• **Exercise set**:
1 - Retype the passage of the green burial article from "- Embalming with" to "Minimal grave marker.".
2 - According to the green burial article, how deep is a green burial grave?

(Document excerpt Opens)

‘Current Western funeral practices do prevent a return to the earth’
A student of philosophy and biology at Mount Allison University in Sackville, New Brunswick, wants to get people talking about more environmentally-friendly burial options.
Environmentally-friendly burials were the norm for people for tens of thousands of years says Hanna Longard, but in recent decades embalmed bodies, heavy caskets and non-compostable liners in graves have become the norm.
“We come from the land, and so it really to me makes sense that our practices should not inhibit the natural process of decomposition,” said Longard.
“Current Western funeral practices do prevent a return to the earth.”
Opening up a conversation
Green burials differ in a number of ways from what has become the traditional Western practice.
- Embalming with compostable fluids.
- Compostable casket with no lacquers or varnishes.
- Shallower grave, three to four feet deep, to put the body in range of active root systems.
- Minimal grave marker.
Longard said cremation is not a particularly green option, because of the emissions involved.
“You take up less space if you’re cremated, is a common idea, because you’re not taking up space on land in a grave,” she said.
“However, you end up taking up space in the atmosphere as excess greenhouse gases.”

(Document excerpt Closes)
(The data Opens)

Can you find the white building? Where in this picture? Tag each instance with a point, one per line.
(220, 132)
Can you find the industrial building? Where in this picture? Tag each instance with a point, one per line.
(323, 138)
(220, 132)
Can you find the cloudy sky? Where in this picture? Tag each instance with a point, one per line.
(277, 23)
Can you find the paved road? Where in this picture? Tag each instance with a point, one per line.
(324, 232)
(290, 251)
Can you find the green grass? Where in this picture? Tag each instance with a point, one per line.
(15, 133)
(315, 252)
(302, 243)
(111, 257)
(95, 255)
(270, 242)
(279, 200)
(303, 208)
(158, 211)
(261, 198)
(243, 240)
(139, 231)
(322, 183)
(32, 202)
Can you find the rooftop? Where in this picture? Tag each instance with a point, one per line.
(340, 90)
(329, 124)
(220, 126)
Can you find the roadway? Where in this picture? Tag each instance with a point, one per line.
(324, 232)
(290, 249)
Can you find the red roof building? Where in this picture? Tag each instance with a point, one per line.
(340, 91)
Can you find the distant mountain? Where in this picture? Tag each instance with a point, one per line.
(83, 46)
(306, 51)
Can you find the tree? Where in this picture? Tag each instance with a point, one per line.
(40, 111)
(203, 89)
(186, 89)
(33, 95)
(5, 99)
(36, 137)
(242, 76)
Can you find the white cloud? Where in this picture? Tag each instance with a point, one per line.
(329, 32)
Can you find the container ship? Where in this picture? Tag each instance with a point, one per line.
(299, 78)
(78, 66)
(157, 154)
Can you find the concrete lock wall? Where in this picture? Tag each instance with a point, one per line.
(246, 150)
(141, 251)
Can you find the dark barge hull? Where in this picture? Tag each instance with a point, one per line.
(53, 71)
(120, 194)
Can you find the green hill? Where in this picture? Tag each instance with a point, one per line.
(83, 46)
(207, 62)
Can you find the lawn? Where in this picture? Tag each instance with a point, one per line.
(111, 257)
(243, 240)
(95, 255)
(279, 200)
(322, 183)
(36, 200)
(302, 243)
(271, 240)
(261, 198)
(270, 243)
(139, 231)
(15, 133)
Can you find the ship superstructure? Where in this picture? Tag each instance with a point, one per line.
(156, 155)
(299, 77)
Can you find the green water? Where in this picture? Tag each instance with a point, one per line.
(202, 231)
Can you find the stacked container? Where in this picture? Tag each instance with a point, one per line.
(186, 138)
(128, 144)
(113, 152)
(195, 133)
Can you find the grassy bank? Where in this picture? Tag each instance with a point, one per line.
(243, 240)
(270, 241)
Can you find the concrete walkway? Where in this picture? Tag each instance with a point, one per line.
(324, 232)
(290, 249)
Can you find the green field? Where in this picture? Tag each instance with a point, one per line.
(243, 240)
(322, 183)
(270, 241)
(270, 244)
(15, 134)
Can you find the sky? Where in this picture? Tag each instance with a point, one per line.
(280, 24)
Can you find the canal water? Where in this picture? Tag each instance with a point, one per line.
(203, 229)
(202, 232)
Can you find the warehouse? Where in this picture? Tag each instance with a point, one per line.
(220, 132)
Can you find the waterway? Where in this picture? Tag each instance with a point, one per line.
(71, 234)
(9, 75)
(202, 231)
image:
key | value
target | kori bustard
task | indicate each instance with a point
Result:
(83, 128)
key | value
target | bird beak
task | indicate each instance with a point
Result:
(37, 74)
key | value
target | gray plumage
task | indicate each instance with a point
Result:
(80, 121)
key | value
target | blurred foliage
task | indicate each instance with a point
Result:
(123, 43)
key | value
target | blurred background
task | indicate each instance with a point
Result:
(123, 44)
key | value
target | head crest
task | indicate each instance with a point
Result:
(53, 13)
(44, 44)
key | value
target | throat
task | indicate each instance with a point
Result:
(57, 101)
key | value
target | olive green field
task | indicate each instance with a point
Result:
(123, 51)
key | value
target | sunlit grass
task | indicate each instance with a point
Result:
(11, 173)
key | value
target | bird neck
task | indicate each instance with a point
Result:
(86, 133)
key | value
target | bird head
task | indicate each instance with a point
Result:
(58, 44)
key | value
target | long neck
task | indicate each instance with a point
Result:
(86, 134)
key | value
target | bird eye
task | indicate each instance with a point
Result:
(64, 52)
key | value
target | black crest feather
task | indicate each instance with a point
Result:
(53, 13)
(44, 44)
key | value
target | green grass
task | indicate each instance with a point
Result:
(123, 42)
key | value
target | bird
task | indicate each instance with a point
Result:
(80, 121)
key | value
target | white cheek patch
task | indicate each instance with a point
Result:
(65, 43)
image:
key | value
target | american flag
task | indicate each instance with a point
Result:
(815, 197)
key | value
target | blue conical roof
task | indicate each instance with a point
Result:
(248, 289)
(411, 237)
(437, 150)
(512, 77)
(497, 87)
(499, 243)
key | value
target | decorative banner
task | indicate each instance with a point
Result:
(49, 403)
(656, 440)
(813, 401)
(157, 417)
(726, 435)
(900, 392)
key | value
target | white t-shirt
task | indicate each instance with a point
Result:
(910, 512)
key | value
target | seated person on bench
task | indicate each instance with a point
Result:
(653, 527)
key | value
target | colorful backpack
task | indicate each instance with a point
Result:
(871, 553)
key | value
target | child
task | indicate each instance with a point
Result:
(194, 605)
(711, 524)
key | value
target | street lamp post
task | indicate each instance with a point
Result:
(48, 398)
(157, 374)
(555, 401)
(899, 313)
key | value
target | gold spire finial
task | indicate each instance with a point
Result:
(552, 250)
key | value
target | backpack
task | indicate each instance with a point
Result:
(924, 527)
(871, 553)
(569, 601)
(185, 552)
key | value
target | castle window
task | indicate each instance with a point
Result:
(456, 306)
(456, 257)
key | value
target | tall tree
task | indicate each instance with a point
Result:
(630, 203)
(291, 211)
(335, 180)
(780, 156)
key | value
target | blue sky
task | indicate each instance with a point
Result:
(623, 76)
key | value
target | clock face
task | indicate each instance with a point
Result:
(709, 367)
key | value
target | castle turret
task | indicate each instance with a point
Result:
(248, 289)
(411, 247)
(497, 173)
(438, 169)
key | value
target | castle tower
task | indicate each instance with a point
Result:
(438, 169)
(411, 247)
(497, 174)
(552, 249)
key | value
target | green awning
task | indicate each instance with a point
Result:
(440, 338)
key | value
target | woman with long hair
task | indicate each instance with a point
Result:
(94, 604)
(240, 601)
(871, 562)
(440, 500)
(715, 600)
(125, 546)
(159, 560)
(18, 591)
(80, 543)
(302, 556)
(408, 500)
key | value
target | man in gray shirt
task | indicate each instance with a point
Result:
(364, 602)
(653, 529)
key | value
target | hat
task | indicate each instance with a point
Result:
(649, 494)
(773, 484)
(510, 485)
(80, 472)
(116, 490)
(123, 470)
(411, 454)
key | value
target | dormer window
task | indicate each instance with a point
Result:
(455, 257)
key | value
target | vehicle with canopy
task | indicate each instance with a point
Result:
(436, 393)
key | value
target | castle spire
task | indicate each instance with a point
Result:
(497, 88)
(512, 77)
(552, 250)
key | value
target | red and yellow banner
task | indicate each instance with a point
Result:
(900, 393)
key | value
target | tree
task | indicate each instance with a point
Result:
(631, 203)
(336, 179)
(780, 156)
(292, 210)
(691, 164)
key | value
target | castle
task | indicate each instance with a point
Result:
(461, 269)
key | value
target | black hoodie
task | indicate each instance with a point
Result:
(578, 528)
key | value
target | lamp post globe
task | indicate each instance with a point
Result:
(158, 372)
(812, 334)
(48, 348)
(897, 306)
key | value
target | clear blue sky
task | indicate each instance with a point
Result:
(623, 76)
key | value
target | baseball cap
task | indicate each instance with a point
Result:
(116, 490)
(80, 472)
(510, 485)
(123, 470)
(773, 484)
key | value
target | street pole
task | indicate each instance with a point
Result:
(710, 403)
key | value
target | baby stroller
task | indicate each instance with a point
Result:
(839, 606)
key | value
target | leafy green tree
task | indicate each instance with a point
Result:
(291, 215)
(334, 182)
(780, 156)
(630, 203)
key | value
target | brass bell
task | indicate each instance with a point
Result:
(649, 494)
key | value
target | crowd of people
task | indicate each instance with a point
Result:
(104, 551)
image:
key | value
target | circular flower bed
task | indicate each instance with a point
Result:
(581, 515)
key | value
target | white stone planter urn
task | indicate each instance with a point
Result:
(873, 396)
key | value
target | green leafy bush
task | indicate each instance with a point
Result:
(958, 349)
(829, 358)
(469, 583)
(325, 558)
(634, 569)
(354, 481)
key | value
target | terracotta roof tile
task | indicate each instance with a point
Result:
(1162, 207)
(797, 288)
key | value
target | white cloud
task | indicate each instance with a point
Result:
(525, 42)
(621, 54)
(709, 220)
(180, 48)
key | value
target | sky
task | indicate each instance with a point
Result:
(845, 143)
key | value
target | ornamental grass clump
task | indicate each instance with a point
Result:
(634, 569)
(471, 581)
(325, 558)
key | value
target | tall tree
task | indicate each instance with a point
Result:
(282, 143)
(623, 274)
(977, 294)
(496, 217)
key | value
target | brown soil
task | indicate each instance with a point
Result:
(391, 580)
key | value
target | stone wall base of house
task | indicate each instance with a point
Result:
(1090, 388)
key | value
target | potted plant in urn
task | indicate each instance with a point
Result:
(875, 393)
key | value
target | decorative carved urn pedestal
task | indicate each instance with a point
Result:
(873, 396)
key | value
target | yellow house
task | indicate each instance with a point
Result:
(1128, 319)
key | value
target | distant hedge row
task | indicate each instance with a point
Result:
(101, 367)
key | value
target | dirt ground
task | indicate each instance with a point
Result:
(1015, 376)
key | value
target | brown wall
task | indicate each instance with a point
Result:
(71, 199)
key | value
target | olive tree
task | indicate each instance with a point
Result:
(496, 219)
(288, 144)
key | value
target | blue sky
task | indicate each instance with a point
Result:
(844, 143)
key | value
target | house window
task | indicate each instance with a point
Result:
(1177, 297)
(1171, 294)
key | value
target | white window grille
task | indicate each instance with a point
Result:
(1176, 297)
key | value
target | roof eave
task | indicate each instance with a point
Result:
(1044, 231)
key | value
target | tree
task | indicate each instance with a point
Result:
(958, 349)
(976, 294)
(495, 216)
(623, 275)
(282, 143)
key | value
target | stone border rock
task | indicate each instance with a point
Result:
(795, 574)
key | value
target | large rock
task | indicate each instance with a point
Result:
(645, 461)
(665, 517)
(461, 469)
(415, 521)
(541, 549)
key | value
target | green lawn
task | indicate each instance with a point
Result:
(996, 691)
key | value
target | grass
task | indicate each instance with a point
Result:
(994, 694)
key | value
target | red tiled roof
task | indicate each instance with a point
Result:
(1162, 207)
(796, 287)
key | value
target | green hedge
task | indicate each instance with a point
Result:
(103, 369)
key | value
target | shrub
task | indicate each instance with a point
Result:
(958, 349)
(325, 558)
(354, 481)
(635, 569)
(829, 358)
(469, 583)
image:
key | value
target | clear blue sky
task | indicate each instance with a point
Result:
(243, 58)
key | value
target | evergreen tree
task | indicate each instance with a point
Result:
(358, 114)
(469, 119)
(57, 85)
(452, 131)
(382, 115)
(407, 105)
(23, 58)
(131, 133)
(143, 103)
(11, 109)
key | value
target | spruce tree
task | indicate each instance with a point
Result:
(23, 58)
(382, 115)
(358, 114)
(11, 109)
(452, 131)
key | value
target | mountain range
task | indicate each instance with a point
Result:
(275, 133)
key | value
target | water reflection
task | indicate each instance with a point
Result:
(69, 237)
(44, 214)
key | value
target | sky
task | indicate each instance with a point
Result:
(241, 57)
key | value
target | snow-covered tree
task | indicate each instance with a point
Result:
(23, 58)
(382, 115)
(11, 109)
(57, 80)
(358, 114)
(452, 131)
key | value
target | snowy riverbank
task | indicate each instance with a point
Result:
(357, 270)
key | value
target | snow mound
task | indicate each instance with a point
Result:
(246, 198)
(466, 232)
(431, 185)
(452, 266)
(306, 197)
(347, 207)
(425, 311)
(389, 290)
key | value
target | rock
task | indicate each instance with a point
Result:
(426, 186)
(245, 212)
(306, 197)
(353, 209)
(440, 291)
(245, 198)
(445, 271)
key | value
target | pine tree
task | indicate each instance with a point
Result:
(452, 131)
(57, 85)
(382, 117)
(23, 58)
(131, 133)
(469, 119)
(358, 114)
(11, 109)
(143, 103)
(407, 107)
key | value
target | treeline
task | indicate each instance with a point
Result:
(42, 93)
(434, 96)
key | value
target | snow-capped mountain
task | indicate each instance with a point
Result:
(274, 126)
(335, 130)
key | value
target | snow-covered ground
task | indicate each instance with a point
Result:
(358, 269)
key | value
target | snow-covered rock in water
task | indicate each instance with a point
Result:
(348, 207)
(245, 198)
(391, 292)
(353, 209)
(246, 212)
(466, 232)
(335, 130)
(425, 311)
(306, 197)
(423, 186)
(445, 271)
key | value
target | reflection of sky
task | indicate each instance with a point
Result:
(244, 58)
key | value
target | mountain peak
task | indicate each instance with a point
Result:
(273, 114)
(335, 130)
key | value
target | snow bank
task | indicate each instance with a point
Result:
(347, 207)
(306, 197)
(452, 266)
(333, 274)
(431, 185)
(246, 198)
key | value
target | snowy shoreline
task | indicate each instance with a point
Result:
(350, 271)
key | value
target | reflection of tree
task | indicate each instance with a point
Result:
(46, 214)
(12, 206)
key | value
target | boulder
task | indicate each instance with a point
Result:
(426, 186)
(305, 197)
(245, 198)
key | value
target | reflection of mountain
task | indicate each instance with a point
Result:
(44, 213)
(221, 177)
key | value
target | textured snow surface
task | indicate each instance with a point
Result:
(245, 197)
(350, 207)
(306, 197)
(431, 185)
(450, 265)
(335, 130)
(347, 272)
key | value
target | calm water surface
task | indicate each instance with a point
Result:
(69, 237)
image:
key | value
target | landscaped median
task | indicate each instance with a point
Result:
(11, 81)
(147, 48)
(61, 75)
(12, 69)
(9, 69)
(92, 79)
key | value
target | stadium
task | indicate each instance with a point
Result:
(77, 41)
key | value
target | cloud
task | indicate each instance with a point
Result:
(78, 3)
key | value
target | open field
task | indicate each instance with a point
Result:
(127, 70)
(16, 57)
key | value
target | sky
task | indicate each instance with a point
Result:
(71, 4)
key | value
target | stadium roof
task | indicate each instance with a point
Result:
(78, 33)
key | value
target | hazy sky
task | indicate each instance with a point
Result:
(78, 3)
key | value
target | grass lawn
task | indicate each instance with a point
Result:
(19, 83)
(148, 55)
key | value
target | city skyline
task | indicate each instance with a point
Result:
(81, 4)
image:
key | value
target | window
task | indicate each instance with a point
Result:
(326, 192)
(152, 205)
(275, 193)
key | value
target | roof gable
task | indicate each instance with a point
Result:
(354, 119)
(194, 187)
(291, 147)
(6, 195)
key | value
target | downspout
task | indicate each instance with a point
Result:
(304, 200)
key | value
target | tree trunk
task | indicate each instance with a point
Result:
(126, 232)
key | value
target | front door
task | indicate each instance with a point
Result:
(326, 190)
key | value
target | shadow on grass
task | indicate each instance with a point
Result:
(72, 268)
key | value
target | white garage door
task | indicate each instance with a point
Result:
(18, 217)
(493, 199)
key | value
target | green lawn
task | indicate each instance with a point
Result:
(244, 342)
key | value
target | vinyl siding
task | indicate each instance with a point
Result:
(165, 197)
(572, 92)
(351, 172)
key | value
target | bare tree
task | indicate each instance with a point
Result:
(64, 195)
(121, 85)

(The data Closes)

• **Outputs for the tasks**:
1 -
- Embalming with compostable fluids.
- Compostable casket with no lacquers or varnishes.
- Shallower grave, three to four feet deep, to put the body in range of active root systems.
- Minimal grave marker.

2 - Three to four feet deep.